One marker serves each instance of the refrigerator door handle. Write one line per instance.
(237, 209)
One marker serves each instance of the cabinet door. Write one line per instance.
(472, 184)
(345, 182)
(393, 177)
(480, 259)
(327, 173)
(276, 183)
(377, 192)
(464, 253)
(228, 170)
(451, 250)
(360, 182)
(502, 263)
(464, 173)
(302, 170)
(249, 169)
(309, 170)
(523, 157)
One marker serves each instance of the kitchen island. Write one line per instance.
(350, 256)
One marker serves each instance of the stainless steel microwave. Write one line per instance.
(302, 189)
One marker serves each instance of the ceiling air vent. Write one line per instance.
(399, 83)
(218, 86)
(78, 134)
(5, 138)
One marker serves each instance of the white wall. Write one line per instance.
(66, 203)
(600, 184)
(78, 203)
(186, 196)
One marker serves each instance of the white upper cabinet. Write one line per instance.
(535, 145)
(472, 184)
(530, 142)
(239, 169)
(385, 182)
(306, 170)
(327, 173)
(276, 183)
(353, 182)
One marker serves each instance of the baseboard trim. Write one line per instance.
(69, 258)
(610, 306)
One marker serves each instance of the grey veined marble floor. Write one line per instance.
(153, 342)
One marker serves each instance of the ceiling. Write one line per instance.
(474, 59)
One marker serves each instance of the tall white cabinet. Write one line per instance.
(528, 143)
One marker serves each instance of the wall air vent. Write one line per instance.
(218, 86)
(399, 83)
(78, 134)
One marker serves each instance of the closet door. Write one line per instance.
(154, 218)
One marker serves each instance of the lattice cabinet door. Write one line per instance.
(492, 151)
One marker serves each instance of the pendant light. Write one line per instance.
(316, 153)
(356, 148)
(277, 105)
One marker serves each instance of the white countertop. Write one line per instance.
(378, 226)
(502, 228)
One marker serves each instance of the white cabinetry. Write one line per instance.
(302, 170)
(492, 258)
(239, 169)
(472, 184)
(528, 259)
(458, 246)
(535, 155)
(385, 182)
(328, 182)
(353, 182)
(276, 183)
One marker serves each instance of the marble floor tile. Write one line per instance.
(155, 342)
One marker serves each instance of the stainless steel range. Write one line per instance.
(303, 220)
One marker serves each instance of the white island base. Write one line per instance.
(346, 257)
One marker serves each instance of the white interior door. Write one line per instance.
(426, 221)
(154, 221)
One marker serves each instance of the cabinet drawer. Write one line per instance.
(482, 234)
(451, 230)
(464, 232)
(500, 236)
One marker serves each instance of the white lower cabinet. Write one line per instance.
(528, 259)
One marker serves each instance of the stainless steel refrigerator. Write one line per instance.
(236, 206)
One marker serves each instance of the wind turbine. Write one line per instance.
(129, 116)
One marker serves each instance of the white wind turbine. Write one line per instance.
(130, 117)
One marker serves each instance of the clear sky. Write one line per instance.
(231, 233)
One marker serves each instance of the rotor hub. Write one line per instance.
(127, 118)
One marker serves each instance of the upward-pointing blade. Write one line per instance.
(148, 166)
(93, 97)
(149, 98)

## INSTRUCTIONS FOR THE TASK
Add 112 to every coordinate in the answers from the line containing "One marker serves each instance of the upward-pointing" through the end of the records. Write out all of those lines again with the requests unchanged.

## CORRECT ANSWER
One marker serves each instance of the upward-pointing blade. Write one line per instance.
(260, 278)
(205, 209)
(261, 210)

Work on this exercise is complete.